* begin *

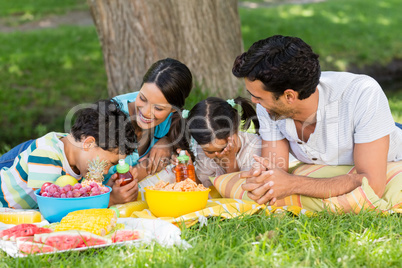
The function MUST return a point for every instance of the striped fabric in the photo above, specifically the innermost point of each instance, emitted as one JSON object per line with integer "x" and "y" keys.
{"x": 44, "y": 160}
{"x": 225, "y": 208}
{"x": 363, "y": 197}
{"x": 351, "y": 109}
{"x": 165, "y": 174}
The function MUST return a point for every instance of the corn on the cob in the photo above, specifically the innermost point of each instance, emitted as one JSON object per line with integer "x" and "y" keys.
{"x": 96, "y": 221}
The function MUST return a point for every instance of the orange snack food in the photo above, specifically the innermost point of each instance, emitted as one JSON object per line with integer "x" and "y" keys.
{"x": 187, "y": 185}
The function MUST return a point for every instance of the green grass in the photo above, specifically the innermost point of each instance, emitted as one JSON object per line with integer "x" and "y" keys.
{"x": 364, "y": 240}
{"x": 16, "y": 12}
{"x": 44, "y": 73}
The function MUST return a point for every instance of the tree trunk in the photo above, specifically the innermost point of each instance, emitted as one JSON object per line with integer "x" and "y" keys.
{"x": 203, "y": 34}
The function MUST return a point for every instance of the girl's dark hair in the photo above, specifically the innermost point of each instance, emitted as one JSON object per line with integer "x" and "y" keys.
{"x": 280, "y": 63}
{"x": 108, "y": 124}
{"x": 214, "y": 118}
{"x": 175, "y": 81}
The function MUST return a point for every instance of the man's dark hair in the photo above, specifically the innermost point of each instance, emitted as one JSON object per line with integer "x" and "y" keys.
{"x": 108, "y": 124}
{"x": 280, "y": 63}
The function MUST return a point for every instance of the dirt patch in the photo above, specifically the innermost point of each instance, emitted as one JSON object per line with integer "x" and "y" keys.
{"x": 388, "y": 76}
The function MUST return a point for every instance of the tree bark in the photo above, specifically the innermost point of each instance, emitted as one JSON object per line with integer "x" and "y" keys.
{"x": 203, "y": 34}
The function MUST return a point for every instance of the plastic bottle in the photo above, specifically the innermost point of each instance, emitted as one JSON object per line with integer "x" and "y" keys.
{"x": 123, "y": 172}
{"x": 184, "y": 170}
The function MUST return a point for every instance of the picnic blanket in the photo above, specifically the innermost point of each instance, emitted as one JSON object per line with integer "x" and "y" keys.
{"x": 225, "y": 208}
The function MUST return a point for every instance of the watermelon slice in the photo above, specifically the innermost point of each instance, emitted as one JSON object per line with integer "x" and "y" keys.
{"x": 71, "y": 239}
{"x": 22, "y": 230}
{"x": 29, "y": 247}
{"x": 126, "y": 235}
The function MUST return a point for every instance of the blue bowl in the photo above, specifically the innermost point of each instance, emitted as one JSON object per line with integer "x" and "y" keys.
{"x": 54, "y": 209}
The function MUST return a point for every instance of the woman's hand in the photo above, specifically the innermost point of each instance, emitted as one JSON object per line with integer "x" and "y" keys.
{"x": 159, "y": 156}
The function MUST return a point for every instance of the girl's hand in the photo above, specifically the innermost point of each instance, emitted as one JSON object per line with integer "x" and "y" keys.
{"x": 229, "y": 151}
{"x": 175, "y": 161}
{"x": 159, "y": 156}
{"x": 227, "y": 158}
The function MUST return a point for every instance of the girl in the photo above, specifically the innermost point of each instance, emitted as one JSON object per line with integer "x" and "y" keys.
{"x": 221, "y": 148}
{"x": 153, "y": 112}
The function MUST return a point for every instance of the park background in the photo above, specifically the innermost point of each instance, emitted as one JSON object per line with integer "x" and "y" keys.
{"x": 51, "y": 60}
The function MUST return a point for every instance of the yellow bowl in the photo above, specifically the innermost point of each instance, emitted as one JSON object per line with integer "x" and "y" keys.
{"x": 175, "y": 204}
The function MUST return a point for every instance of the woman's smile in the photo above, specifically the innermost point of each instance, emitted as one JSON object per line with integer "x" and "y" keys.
{"x": 145, "y": 119}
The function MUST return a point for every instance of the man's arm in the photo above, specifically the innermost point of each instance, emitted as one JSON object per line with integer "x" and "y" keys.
{"x": 370, "y": 162}
{"x": 276, "y": 154}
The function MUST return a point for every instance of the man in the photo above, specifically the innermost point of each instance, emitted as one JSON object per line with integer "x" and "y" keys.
{"x": 330, "y": 118}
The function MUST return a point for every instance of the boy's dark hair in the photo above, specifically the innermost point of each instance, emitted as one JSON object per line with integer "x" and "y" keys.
{"x": 108, "y": 124}
{"x": 280, "y": 63}
{"x": 214, "y": 118}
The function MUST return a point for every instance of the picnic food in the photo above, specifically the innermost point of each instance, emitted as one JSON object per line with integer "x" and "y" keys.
{"x": 95, "y": 172}
{"x": 66, "y": 179}
{"x": 22, "y": 230}
{"x": 187, "y": 185}
{"x": 177, "y": 199}
{"x": 17, "y": 216}
{"x": 71, "y": 239}
{"x": 97, "y": 221}
{"x": 78, "y": 190}
{"x": 123, "y": 172}
{"x": 46, "y": 184}
{"x": 184, "y": 170}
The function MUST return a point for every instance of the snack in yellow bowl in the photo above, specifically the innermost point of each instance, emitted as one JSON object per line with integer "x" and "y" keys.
{"x": 177, "y": 199}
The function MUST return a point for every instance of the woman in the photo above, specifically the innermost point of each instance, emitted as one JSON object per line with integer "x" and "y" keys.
{"x": 154, "y": 113}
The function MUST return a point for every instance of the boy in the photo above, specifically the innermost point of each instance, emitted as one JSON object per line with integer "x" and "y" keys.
{"x": 101, "y": 130}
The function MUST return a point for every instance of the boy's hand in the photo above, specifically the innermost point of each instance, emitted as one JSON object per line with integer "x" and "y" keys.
{"x": 123, "y": 194}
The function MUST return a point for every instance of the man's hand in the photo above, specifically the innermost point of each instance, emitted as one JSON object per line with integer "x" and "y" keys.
{"x": 159, "y": 156}
{"x": 227, "y": 158}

* end *

- Given exercise
Recast every line of the records above as a Markdown table with the columns Row and Record Line, numbering the rows in order and omitting blank lines. Leave the pictures out of the table.

- The reply
| Row | Record Line |
|---|---|
| 1 | The function MUST return a point for every instance of the striped fabric in the photo above, specifically the innermost point of each instance, emitted as one JSON object per line with integer "x" and "y" keys. |
| 2 | {"x": 44, "y": 160} |
| 3 | {"x": 225, "y": 208} |
| 4 | {"x": 363, "y": 197} |
| 5 | {"x": 351, "y": 109} |
| 6 | {"x": 165, "y": 174} |
| 7 | The function MUST return a point for every instance of the corn on the cob in the photo above, specifically the innermost point of each instance, emitted as one JSON object per line with integer "x" and "y" keys. |
| 8 | {"x": 96, "y": 221} |
| 9 | The function MUST return a point for every instance of the orange snack food in the photo above, specifically the innermost point of each instance, emitted as one JSON object per line with integer "x" and "y" keys. |
| 10 | {"x": 187, "y": 185} |
| 11 | The function MUST return a point for every instance of the green grass in the photo above, specifically the innermost point of each instance, emitted as one JSON object per line with integer "x" and "y" keys. |
| 12 | {"x": 364, "y": 240} |
| 13 | {"x": 16, "y": 12} |
| 14 | {"x": 44, "y": 73} |
| 15 | The function MUST return a point for every instance of the tree trunk in the photo above, specifically the innermost point of each instance, emitted as one JSON object per line with integer "x" and "y" keys. |
| 16 | {"x": 203, "y": 34} |
| 17 | The function MUST return a point for every instance of the girl's dark hair in the photo above, specifically the innermost point of each instance, emitted as one JSON object per line with integer "x" and "y" keys. |
| 18 | {"x": 280, "y": 63} |
| 19 | {"x": 108, "y": 124} |
| 20 | {"x": 214, "y": 118} |
| 21 | {"x": 175, "y": 81} |
| 22 | The function MUST return a point for every instance of the man's dark hair in the photo above, specifically the innermost point of each instance, emitted as one JSON object per line with integer "x" and "y" keys. |
| 23 | {"x": 108, "y": 124} |
| 24 | {"x": 280, "y": 63} |
| 25 | The function MUST return a point for every instance of the dirt patch in the photo above, specifically the innermost point of each instance, emitted as one JSON object per line with integer "x" and "y" keys. |
| 26 | {"x": 388, "y": 76} |
| 27 | The function MUST return a point for every instance of the tree bark in the photo above, specifically the innermost point of each instance, emitted as one JSON object per line with integer "x" and "y" keys. |
| 28 | {"x": 203, "y": 34} |
| 29 | The function MUST return a point for every instance of the plastic bottle in the photo above, specifically the innermost point of each instance, emitted as one JSON object per line with integer "x" and "y" keys. |
| 30 | {"x": 123, "y": 172} |
| 31 | {"x": 184, "y": 170} |
| 32 | The function MUST return a point for every instance of the picnic blanket in the photo above, specifically the innermost point of each instance, emitted as one JSON object per line with integer "x" and "y" keys. |
| 33 | {"x": 225, "y": 208} |
| 34 | The function MUST return a point for every instance of the watermelon slice in the photo above, specifically the innermost point of each instance, emitted as one JSON object per line with integer "x" and "y" keys. |
| 35 | {"x": 71, "y": 239} |
| 36 | {"x": 22, "y": 230} |
| 37 | {"x": 29, "y": 247} |
| 38 | {"x": 126, "y": 235} |
| 39 | The function MUST return a point for every instance of the blue bowl in the photo above, specifically the innermost point of each instance, emitted as one JSON object per line with integer "x" and "y" keys. |
| 40 | {"x": 54, "y": 209} |
| 41 | The function MUST return a point for every instance of the woman's hand in the photo above, specifically the innermost point of each instance, emitted as one JSON object per line with integer "x" and "y" keys. |
| 42 | {"x": 159, "y": 156} |
| 43 | The function MUST return a point for every instance of the girl's hand in the photo above, specifically the innermost point of each instance, emitted as one JSON object per line with integer "x" and "y" keys. |
| 44 | {"x": 229, "y": 151} |
| 45 | {"x": 175, "y": 161} |
| 46 | {"x": 159, "y": 156} |
| 47 | {"x": 227, "y": 158} |
| 48 | The function MUST return a point for every instance of the girl in the photo above, specifically the innermost point of each instance, emitted as one JSON object per line with integer "x" and "y" keys. |
| 49 | {"x": 221, "y": 148} |
| 50 | {"x": 153, "y": 112} |
| 51 | The function MUST return a point for every instance of the park background in the photo above, specifically the innermost point of each instance, emitted as one JSON object per line with integer "x" and "y" keys. |
| 52 | {"x": 51, "y": 60} |
| 53 | The function MUST return a point for every instance of the yellow bowl in the photo above, specifically the innermost point of each instance, emitted as one JSON object per line with integer "x" and "y" keys. |
| 54 | {"x": 175, "y": 204} |
| 55 | The function MUST return a point for every instance of the woman's smile in the photo above, specifically the innermost point of each instance, emitted as one JSON object per line with integer "x" and "y" keys. |
| 56 | {"x": 145, "y": 119} |
| 57 | The function MUST return a point for every instance of the man's arm in the photo above, specifically the innermost point of each instance, emitted as one JSON object per line with integer "x" and "y" keys. |
| 58 | {"x": 370, "y": 162} |
| 59 | {"x": 276, "y": 154} |
| 60 | The function MUST return a point for every instance of the man in the photo above, specifically the innermost point of each instance, emitted as one JSON object per line with integer "x" and "y" keys. |
| 61 | {"x": 330, "y": 118} |
| 62 | The function MUST return a point for every instance of the boy's dark hair in the photo above, specifically the innermost point of each instance, emitted as one JSON object per line with integer "x" and "y" keys. |
| 63 | {"x": 108, "y": 124} |
| 64 | {"x": 280, "y": 63} |
| 65 | {"x": 214, "y": 118} |
| 66 | The function MUST return a point for every instance of the picnic food in the photo above, specifically the innermost point of each instance, emitted as one JSON object per line with integer "x" and "y" keys. |
| 67 | {"x": 95, "y": 172} |
| 68 | {"x": 66, "y": 179} |
| 69 | {"x": 22, "y": 230} |
| 70 | {"x": 187, "y": 185} |
| 71 | {"x": 177, "y": 199} |
| 72 | {"x": 17, "y": 216} |
| 73 | {"x": 71, "y": 239} |
| 74 | {"x": 97, "y": 221} |
| 75 | {"x": 78, "y": 190} |
| 76 | {"x": 123, "y": 172} |
| 77 | {"x": 46, "y": 184} |
| 78 | {"x": 184, "y": 170} |
| 79 | The function MUST return a point for every instance of the snack in yellow bowl in the photo above, specifically the innermost point of each instance, emitted as one JSON object per line with integer "x" and "y" keys. |
| 80 | {"x": 177, "y": 199} |
| 81 | The function MUST return a point for every instance of the woman in the photo above, specifically the innermost point of each instance, emitted as one JSON object per line with integer "x" and "y" keys. |
| 82 | {"x": 154, "y": 113} |
| 83 | The function MUST return a point for every instance of the boy in the photo above, specifically the innermost point of each instance, emitted as one JSON object per line with integer "x" and "y" keys. |
| 84 | {"x": 101, "y": 130} |
| 85 | The function MUST return a point for every instance of the boy's hand in the photo above, specifically the innermost point of each instance, emitted as one JSON object per line with integer "x" and "y" keys. |
| 86 | {"x": 123, "y": 194} |
| 87 | The function MUST return a point for every instance of the man's hand in the photo above, specifically the innermost point of each instance, emitted as one JSON object per line with integer "x" and "y" keys. |
| 88 | {"x": 159, "y": 156} |
| 89 | {"x": 227, "y": 158} |